▶ _Excerpt provided_
--

In an earlier entry I said 10,000 tourists a day arrive in Thailand. The actual number is 30,000. Ten thousand of them are from the West.

A mystery we are trying to solve: Our health is generally good, but Joe's nose is running and we both have occasional bouts of spaciness. It's not the altitude; Chiang Mai is only about 1,200 feet. Is it the sun? The incense in the air? The green curry soup we have become addicted to? And what about the exhaust from the tuk-tuks, thousands of motorbikes and "red-taxis" (pick-up trucks outfitted like paddy wagons that you flag down to negotiate a fare)? These vehicles seem to have no emission controls, and a kind of black-lung fog hangs over the city like something from a 1950s bad sci-fi flick. Joe just noted the hundreds of farang trustafarians on the streets here---it's a kind of Chiang Mai Summer of Love---and wonders if the atmosphere is a result of a kind of constipated spiritual heat inversion. We invite speculation about this additional mystery of the East.

Joe, who had his excellent all-day curry-making class today, also asks: Does anyone know where fresh galangal-root is available in the US? This is urgent!

Tomorrow (Monday) we head for the hills. More when we return.

Saturday, January 20, 2007

Eat bugs

A good farang introduction to Thai life and society is "Thailand Confidential," by former Rolling Stone editor and writer Jerry Hopkins, published by Periplus Books in Singapore. The title and cover are sensational, but Hopkins is sensible, honest and affectionate about the country he moved to and married into 15 years ago, and still doesn't pretend to understand. Hopkins has a chapter urging people to emulate the Northern Thais and include insects in their diets. He points out that cattle-grazing is destroying the rainforests, and almost all the world's soy goes to feeding livestock. Humans who eat bugs are the people of the future.

Yesterday we were ambling around Chiang Mai and came to a fair on the grounds of a wat (temple). Chiang Mai has more wats per capita than any other Thai city, and funds are raised through donations and events like this colorful assemblage of food stalls under the tamirind and frangipani trees behind the whitewashed temple walls. One vendor was selling bugs to eat. We wish to survive on this planet, so we got busy. Among the fried items heaped on platters were grubs, big grasshoppers, little grasshoppers and larger roach-like creatures. We purchased for 30 cents each small bags of grubs and small grasshoppers. The vendor asked if we wanted sauce with our insects, and we said sure. She squirted what turned out to be a soy-fish sauce concoction into each bag. She also provided little sticks for retrieving our snacks.

--

▶ _Dataset entries_

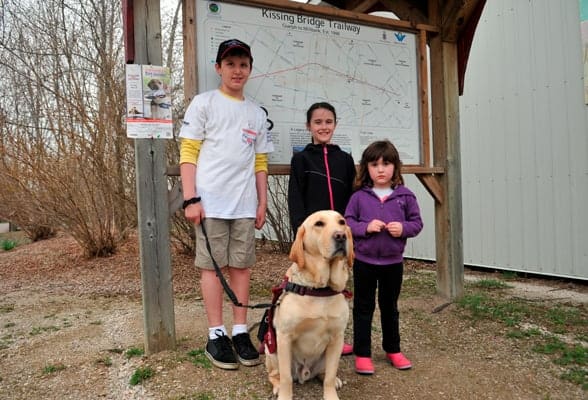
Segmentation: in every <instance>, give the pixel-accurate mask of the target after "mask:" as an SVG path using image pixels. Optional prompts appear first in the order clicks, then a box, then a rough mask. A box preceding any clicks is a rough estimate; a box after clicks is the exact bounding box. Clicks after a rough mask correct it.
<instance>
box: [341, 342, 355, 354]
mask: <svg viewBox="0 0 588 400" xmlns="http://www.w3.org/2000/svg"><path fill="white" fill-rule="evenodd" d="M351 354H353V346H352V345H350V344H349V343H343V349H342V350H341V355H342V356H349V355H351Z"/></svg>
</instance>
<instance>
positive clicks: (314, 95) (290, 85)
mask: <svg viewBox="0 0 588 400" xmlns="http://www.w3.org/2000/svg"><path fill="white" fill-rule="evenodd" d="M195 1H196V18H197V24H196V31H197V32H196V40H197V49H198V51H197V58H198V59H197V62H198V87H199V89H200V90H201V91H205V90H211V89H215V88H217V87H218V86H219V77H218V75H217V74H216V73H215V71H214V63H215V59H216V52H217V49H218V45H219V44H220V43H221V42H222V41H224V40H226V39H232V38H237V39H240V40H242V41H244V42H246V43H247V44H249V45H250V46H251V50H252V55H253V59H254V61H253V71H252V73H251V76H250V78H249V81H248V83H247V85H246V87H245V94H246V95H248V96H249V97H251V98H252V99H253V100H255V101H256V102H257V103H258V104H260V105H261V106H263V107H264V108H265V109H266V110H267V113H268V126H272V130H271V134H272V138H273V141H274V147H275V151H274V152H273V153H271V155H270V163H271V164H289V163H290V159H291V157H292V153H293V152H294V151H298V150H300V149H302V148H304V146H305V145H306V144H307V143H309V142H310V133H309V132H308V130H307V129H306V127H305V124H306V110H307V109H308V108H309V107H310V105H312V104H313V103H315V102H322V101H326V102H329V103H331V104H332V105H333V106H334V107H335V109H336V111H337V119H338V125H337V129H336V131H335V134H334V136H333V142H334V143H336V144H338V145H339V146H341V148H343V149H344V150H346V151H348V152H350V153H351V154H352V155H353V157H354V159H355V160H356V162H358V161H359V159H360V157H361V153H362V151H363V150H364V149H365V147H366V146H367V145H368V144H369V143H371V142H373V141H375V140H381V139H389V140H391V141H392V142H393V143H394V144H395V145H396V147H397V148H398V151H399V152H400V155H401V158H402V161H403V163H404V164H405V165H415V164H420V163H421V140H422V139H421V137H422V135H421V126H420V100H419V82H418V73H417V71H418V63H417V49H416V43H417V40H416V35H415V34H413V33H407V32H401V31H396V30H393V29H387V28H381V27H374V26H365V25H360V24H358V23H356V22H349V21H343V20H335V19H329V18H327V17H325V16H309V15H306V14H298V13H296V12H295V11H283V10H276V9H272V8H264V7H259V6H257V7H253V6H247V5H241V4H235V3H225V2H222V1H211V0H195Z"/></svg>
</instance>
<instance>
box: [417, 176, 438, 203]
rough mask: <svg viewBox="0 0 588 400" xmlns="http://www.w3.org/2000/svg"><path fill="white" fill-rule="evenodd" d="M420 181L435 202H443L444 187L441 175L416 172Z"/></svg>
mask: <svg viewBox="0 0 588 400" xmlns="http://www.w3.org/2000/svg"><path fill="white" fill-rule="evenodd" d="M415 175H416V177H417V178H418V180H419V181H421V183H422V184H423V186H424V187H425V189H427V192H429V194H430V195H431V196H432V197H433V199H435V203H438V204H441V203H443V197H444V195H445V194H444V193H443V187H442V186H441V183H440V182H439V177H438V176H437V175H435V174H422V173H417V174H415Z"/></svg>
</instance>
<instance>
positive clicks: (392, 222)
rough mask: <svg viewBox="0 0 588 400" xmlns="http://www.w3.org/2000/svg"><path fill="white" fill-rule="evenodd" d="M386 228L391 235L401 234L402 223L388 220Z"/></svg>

--

▶ _Work instructions_
Could you continue the Chiang Mai travel journal from its last sentence, about the sticks for retrieving the snacks?

▶ _Response area_
It's an acquired taste, and we may not acquire it. The grubs were crunchy, like mini-Cheet-Os, except beige instead of irridescent orange and not so salty. The earth-colored grasshoppers were crispy, too, but the predominating flavor was the fish sauce. Fermented fish sauce is a staple here, as it is across SE Asia, and is mostly used sparingly, as a flavor enhancer like salt. It also turns up in Thai salads, often with green mango. I confess that we did not eat all of our bugs, as we do our green mango and especially our green curry soup. (Before we started eating bugs we'd fallen into a culinary rut. For three consecutive days we ate lunch at "MD House---The Delicious Restaurant." There we had the green curry soup with its baby eggplants that are not much bigger than peas and its fresh green peppercorns still on tiny stems. Today Joe is taking a course on cooking Thai curries.)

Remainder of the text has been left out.